Copy exactly, and only, the lines from the line containing "For the test set, locate each instance of the sunlit" through the last line of the records below, both included, and leave out any pictures.

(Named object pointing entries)
---+---
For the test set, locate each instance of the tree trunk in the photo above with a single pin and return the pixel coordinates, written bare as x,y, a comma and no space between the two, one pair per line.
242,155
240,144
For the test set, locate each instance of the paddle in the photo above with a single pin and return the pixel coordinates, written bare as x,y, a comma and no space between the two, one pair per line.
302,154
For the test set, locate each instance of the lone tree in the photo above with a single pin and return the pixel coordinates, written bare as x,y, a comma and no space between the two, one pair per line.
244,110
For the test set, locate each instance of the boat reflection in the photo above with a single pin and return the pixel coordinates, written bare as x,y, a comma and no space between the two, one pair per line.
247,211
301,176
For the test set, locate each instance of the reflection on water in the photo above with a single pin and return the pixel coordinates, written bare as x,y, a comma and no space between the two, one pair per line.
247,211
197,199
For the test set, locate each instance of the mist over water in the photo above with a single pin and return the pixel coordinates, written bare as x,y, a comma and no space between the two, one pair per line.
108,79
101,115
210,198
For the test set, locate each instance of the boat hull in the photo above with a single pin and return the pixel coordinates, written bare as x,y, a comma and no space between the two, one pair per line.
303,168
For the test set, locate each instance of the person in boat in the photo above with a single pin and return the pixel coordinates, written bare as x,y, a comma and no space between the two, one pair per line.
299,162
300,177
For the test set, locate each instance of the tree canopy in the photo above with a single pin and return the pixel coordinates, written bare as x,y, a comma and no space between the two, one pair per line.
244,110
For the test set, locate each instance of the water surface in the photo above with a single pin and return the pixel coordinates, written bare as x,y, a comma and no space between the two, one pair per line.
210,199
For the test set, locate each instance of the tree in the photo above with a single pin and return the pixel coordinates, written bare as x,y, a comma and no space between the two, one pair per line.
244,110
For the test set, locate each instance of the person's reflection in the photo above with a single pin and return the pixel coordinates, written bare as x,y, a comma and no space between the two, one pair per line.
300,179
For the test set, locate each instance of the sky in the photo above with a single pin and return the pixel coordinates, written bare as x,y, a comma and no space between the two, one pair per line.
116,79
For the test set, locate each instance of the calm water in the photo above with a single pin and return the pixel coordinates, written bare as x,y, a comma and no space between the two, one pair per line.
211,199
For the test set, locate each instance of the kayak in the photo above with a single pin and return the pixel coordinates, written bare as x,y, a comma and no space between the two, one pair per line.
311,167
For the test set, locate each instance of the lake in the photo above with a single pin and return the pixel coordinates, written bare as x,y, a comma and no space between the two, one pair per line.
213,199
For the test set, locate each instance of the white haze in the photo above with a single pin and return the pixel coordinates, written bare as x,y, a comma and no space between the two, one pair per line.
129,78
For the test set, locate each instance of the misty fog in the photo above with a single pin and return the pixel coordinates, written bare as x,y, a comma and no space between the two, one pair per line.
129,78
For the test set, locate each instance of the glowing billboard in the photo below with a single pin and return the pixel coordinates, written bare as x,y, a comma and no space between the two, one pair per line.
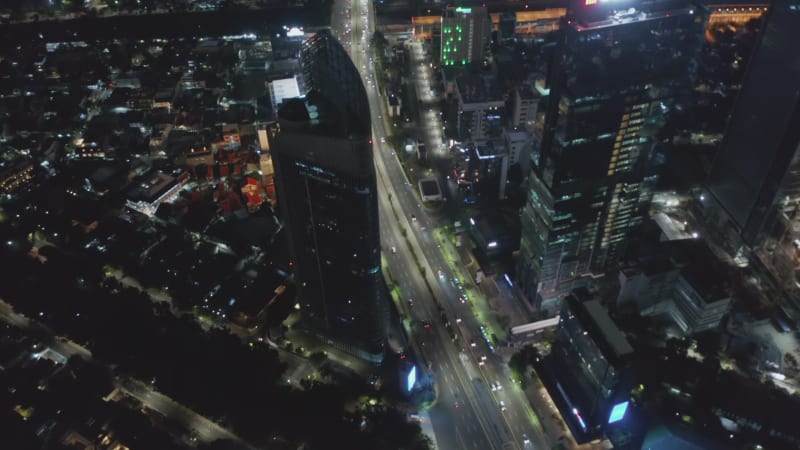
618,412
411,380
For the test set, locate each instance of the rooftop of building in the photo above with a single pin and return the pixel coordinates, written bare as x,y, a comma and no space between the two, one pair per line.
528,93
596,321
594,14
489,150
151,186
694,260
316,114
474,88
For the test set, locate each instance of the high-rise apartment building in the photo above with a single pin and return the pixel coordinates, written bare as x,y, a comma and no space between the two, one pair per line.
755,178
465,34
327,190
618,69
589,372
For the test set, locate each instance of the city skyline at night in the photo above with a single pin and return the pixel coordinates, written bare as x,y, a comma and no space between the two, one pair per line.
395,224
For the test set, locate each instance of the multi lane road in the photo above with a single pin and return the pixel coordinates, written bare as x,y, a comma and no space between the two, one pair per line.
470,413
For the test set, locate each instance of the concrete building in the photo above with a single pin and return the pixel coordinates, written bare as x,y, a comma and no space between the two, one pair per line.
326,186
614,78
680,281
524,106
519,147
465,33
481,107
588,372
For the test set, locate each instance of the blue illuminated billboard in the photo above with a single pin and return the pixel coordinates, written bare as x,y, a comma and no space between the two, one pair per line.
412,378
618,412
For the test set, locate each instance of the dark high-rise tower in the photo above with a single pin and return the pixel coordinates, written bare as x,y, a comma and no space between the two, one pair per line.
756,176
327,190
618,69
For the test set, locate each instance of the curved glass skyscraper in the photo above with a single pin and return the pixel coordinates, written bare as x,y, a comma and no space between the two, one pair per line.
326,186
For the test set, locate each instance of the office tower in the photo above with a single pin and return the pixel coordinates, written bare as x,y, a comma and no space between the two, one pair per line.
481,107
617,70
755,178
465,34
681,281
589,372
326,184
507,27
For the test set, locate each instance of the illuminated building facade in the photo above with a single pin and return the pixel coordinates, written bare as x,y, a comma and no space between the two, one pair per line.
465,34
618,69
755,177
326,185
588,372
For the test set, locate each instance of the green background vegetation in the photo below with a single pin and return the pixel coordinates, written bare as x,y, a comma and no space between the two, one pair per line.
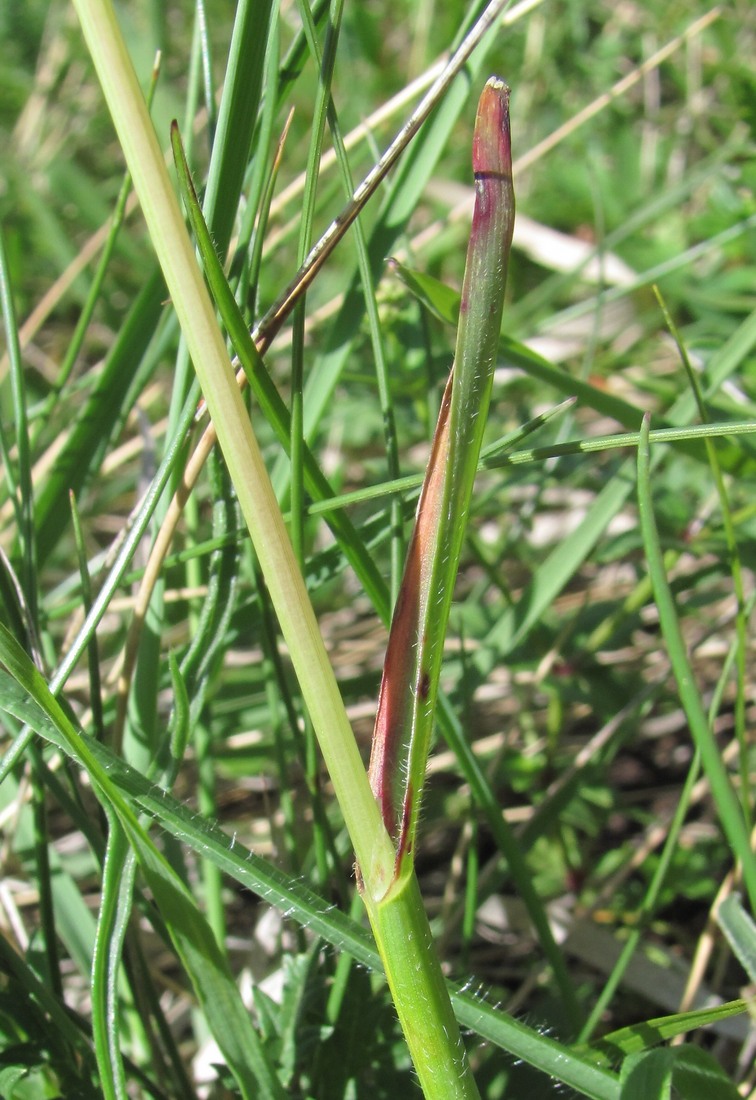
557,671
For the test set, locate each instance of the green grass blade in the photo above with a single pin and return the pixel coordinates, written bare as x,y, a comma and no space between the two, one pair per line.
403,727
239,108
727,806
266,394
740,928
193,938
294,898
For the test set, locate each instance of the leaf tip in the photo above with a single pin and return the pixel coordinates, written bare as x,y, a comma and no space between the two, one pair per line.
491,143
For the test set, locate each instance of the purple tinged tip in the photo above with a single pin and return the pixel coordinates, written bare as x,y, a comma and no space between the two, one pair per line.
491,143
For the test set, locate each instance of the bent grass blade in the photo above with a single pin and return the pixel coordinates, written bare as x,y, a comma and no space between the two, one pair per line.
409,685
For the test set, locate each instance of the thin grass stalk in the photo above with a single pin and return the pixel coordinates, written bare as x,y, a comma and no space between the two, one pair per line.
727,805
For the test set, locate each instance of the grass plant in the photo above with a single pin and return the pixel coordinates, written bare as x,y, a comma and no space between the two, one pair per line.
214,435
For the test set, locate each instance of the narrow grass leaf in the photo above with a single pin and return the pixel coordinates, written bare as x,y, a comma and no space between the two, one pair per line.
403,726
190,933
726,803
265,392
741,932
637,1037
647,1076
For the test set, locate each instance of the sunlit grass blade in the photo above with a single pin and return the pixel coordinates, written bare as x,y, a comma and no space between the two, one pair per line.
727,806
294,897
193,938
265,392
409,685
741,931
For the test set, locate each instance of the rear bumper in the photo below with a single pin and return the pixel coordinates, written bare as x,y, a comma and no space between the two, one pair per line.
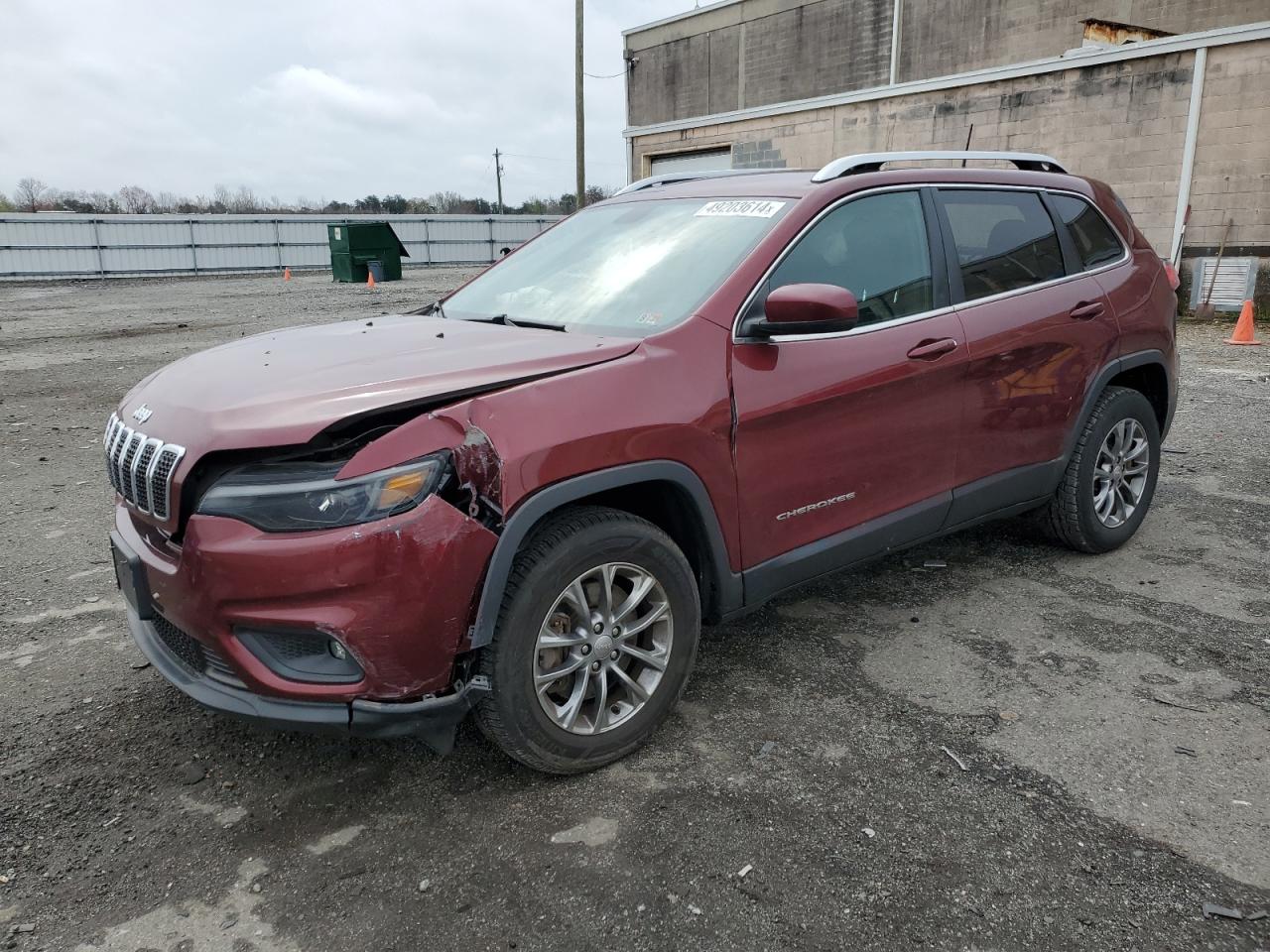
434,719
---+---
Finished exercise:
For the test set, locate each instance of the sunlit grass blade in the photo above with a single pin and return the pixel coordinates, written bare as x,y, a comma and no space between the two, one pair per line.
727,806
294,897
193,938
265,392
409,685
741,931
For the test set, locate each instance of the rear bumper in the photo below with a single pin and return the pixel coordinates, written bare as x,y, a comma and no space between the two, one pair per line.
434,719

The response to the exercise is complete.